> **WORK TASK**:
Copy out the full text on securing an e-commerce store, word for word.

All You need to know About Securing your E-Commerce Store

E-commerce is a big platform growing at unprecedented rate worldwide. People of all ages, from different walks of life love to shop from the various e-commerce shops. Shopping online gives more happiness than shopping at physical stores. Why? The answer is simple.

Since there are so many apps and websites that focus on e-commerce, finding anything you want to purchase right away on an e-store is becoming simple. E-commerce development has truly evolved through the years. Furthermore, in the coming years, the growth is predicted to rise like never before with all the current technologies at present. Online shopping rate is rising beyond measure, which drives e-commerce owners frantic in keeping a strong place in the online race.

But since the web is prone to cyber threats, when it comes to security of an e-commerce shop, partnering with an e-commerce development company is the way to go. Before the massive popularity of shopping on the web, the biggest cyber threats to the retail industry is hurled towards physical stores, particularly POS or point-of-sale systems breaches to loot customers’ credit card data.


Today, when setting up an e-commerce shop, it’s critical to hire an e-commerce developer to do the job right when it comes to security. The sophistication and frequency of cyber-attacks skyrocketed recently. Security in e-commerce means the measures practiced to protect a business as well as its customers from cyber-attacks. Some common acronyms and terms you should know:

  • Personal Data. Referred also as personal information, meaning any data that could be linked back to a certain individual, which include names, phone numbers and email addresses.
  • The distributed denial of service is an attack that refers to disruption of service, service or network traffic by immensely putting a flood of traffic.

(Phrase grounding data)
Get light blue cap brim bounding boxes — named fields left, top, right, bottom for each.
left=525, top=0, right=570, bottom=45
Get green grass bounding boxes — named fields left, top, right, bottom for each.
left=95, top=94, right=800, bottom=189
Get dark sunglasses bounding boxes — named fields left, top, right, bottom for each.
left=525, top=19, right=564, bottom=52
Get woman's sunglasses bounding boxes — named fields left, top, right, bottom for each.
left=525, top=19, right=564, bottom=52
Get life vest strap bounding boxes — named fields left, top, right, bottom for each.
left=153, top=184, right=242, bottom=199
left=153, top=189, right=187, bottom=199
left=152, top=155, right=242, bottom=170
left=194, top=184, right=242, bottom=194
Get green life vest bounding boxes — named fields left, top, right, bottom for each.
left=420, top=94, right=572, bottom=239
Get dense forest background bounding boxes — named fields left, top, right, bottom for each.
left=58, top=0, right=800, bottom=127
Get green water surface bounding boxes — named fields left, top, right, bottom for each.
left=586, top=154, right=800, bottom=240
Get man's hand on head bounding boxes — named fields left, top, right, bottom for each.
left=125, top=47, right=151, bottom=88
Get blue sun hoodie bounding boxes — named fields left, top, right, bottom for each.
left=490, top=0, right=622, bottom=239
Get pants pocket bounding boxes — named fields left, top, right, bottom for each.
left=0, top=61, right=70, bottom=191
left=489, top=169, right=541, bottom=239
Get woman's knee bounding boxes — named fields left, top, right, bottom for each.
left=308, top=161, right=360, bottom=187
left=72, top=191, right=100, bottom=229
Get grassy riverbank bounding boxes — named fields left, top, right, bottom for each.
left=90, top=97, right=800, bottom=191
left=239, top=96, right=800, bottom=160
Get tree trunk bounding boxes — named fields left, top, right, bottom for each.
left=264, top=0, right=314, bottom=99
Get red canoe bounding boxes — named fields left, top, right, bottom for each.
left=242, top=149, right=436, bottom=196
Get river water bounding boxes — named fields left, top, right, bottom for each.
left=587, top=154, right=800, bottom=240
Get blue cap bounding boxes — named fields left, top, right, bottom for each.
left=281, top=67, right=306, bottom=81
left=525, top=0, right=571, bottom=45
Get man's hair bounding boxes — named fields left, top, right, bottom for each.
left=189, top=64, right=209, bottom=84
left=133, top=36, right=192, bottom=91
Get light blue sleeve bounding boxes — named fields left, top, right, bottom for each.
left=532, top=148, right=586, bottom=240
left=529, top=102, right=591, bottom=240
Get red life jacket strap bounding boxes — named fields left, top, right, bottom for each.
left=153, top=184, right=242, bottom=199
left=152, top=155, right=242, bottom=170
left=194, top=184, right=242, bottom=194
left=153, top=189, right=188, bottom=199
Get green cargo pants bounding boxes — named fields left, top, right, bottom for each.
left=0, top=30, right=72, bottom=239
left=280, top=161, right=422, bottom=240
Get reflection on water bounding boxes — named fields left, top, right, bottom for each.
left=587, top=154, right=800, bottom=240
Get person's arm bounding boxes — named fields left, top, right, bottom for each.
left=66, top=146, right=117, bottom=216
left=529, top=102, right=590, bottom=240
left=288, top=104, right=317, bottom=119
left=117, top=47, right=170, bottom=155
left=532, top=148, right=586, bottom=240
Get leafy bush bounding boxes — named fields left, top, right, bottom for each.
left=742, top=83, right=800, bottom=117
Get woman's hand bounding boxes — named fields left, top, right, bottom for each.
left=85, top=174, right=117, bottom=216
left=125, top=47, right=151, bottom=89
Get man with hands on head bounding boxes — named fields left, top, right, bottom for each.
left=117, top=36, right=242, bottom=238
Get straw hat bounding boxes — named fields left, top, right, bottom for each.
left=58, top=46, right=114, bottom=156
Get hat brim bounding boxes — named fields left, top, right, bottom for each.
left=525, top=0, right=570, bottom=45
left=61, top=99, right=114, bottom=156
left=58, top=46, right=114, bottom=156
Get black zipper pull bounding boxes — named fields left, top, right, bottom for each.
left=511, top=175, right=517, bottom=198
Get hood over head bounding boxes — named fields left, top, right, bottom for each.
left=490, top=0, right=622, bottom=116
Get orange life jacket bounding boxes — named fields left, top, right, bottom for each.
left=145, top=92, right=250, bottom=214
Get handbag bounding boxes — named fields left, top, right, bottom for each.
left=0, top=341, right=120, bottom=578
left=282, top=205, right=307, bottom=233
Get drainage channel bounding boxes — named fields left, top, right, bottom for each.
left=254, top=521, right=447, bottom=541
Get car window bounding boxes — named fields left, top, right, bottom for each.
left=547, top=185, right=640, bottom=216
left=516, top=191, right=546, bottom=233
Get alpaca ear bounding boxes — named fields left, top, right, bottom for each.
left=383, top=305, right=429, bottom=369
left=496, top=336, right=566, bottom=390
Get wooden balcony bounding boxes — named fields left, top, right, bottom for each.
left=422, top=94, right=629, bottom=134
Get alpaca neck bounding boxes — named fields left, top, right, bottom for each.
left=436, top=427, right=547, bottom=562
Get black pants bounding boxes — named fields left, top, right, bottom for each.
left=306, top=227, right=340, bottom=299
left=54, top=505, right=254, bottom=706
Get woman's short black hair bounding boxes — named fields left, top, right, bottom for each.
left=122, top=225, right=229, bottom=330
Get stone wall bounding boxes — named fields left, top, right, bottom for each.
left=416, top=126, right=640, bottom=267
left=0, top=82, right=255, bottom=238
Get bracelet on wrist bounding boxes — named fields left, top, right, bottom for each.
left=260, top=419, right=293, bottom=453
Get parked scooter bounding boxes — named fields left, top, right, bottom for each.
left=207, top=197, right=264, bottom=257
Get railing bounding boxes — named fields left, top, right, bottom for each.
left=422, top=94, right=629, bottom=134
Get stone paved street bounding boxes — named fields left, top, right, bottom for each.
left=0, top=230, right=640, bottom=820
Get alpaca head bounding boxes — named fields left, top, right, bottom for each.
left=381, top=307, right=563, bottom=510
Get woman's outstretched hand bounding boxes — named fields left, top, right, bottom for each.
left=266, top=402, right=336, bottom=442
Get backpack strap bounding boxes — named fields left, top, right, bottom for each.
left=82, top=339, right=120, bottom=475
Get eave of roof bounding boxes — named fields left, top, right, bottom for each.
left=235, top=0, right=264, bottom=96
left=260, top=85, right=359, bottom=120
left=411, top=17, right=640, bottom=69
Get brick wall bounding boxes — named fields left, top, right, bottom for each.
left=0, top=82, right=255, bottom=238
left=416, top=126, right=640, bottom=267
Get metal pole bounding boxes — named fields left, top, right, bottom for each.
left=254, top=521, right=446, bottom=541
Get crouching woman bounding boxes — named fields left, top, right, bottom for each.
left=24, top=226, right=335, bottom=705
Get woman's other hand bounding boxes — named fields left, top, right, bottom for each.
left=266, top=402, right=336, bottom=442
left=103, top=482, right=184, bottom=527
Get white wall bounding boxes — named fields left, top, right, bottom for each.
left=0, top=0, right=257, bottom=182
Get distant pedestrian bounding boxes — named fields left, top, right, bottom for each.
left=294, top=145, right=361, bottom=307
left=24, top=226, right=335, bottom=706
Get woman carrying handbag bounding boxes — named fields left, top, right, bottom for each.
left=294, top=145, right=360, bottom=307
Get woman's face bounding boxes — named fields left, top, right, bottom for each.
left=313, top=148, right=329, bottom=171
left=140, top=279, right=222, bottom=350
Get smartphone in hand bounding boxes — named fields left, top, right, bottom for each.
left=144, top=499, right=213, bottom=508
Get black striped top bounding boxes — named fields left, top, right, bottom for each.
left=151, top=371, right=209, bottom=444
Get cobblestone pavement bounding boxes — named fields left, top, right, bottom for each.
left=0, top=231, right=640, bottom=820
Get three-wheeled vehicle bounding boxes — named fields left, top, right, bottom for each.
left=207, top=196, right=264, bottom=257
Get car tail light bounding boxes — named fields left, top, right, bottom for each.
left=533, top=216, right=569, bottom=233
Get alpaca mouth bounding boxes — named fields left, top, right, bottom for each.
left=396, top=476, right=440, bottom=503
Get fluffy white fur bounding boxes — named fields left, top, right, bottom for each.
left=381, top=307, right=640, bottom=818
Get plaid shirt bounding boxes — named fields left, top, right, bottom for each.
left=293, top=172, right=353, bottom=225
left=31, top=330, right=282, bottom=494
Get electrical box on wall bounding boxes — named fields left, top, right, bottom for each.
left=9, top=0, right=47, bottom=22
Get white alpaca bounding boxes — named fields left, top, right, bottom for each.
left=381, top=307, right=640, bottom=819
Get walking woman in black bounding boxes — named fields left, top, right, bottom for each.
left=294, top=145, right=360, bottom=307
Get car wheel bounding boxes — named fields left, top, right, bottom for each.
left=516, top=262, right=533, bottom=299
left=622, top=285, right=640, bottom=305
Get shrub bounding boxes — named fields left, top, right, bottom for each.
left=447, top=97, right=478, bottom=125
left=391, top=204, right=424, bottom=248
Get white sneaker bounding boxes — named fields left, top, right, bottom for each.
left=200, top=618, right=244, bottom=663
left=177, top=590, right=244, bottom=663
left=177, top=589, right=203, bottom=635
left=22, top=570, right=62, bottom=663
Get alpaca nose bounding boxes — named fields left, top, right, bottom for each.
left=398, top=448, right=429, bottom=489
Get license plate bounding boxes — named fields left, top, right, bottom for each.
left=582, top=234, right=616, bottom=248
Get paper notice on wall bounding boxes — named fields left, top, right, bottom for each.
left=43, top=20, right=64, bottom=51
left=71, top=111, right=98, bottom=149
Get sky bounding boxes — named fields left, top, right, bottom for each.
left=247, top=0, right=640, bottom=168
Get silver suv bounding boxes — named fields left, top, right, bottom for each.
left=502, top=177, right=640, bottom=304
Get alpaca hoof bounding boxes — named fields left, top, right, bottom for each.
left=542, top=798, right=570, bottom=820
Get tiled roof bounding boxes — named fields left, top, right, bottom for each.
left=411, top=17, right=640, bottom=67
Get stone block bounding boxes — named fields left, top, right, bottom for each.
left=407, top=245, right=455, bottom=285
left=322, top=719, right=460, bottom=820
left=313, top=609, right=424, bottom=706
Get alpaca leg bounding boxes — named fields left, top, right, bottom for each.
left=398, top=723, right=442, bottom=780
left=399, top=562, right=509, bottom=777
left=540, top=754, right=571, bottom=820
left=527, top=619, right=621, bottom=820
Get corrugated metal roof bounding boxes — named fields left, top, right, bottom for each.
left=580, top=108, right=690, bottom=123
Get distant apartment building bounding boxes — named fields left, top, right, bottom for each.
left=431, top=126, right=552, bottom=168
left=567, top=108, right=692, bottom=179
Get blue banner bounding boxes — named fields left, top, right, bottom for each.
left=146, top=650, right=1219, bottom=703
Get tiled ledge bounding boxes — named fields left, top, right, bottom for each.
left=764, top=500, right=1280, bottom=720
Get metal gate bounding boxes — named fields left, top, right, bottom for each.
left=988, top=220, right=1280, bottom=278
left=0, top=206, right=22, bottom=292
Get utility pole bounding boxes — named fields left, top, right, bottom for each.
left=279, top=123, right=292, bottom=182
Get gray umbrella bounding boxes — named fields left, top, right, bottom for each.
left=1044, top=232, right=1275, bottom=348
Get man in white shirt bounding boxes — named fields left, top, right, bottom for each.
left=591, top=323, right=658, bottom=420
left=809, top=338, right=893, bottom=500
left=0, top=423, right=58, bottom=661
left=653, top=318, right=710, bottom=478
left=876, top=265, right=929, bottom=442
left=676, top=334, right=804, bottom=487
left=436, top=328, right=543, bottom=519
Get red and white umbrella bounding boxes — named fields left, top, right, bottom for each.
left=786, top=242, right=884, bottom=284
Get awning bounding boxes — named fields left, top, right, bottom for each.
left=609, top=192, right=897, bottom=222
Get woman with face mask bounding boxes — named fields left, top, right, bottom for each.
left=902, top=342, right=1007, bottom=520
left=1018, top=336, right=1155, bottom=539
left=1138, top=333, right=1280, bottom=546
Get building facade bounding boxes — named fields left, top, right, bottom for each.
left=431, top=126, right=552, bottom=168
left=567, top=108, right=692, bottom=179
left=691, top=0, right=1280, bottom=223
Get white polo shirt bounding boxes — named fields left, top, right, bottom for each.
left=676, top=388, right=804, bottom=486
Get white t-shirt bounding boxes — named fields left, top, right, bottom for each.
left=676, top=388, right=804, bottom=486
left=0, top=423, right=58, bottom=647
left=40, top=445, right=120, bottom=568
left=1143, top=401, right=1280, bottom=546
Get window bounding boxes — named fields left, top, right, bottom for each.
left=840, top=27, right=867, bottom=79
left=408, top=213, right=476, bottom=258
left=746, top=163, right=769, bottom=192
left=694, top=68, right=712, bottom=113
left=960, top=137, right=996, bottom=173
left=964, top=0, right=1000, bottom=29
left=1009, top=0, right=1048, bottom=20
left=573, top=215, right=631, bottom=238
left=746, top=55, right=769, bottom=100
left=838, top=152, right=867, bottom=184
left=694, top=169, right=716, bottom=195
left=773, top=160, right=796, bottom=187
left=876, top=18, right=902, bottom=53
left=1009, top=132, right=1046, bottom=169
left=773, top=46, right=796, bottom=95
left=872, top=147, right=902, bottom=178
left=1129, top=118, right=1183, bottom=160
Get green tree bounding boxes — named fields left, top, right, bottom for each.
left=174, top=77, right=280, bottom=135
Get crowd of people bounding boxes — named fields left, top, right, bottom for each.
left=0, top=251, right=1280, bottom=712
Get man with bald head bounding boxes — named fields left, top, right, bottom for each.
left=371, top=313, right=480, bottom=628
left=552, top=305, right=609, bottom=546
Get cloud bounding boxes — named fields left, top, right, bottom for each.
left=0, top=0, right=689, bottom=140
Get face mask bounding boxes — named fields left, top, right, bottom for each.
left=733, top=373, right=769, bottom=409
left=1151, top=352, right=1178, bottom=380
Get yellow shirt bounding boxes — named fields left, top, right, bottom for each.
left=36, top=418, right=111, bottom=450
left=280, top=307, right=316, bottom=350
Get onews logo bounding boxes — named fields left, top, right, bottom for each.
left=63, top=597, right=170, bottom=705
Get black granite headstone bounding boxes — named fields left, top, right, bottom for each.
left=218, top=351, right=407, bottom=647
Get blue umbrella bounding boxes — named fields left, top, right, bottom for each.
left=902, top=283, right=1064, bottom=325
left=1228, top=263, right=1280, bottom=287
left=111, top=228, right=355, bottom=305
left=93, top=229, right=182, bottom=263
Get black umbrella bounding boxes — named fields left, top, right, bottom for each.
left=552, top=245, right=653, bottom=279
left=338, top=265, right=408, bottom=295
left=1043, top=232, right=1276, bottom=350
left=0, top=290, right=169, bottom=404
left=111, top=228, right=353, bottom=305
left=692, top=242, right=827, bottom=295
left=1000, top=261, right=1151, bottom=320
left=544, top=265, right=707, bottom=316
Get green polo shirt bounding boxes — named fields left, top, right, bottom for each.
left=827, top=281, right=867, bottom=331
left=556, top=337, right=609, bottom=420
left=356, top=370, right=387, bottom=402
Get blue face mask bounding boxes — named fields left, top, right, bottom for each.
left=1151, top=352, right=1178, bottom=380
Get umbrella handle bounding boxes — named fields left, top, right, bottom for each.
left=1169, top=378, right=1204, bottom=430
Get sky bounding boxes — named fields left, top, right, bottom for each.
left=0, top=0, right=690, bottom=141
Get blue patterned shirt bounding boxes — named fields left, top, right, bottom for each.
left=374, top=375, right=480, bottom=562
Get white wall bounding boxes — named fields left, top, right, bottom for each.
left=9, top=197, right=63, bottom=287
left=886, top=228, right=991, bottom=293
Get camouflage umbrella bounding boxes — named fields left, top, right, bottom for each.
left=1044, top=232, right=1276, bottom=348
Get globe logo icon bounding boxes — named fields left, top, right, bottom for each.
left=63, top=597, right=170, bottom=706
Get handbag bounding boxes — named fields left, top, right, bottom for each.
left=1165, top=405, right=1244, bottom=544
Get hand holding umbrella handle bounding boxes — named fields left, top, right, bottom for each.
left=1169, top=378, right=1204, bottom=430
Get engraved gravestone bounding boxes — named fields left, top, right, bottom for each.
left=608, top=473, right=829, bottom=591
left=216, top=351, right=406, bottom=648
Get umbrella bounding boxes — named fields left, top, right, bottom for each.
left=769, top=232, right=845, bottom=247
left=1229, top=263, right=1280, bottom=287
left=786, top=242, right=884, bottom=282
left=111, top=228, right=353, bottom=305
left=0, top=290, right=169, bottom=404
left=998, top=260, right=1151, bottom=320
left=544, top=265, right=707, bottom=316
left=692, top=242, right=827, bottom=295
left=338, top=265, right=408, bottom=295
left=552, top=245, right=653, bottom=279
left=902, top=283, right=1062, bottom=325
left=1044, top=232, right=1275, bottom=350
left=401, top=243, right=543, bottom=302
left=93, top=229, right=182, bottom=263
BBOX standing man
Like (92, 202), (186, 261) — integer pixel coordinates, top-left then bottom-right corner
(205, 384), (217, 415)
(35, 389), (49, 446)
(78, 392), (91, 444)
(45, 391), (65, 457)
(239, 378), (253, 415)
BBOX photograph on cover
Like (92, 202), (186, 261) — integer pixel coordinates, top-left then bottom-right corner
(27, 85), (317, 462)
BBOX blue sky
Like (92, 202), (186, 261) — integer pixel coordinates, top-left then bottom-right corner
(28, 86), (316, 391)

> **SOLVED EXERCISE**:
All You need to know About Securing your E-Commerce Store

E-commerce is a big platform growing at unprecedented rate worldwide. People of all ages, from different walks of life love to shop from the various e-commerce shops. Shopping online gives more happiness than shopping at physical stores. Why? The answer is simple.

Since there are so many apps and websites that focus on e-commerce, finding anything you want to purchase right away on an e-store is becoming simple. E-commerce development has truly evolved through the years. Furthermore, in the coming years, the growth is predicted to rise like never before with all the current technologies at present. Online shopping rate is rising beyond measure, which drives e-commerce owners frantic in keeping a strong place in the online race.

But since the web is prone to cyber threats, when it comes to security of an e-commerce shop, partnering with an e-commerce development company is the way to go. Before the massive popularity of shopping on the web, the biggest cyber threats to the retail industry is hurled towards physical stores, particularly POS or point-of-sale systems breaches to loot customers’ credit card data.


Today, when setting up an e-commerce shop, it’s critical to hire an e-commerce developer to do the job right when it comes to security. The sophistication and frequency of cyber-attacks skyrocketed recently. Security in e-commerce means the measures practiced to protect a business as well as its customers from cyber-attacks. Some common acronyms and terms you should know:

  • Personal Data. Referred also as personal information, meaning any data that could be linked back to a certain individual, which include names, phone numbers and email addresses.
  • The distributed denial of service is an attack that refers to disruption of service, service or network traffic by immensely putting a flood of traffic.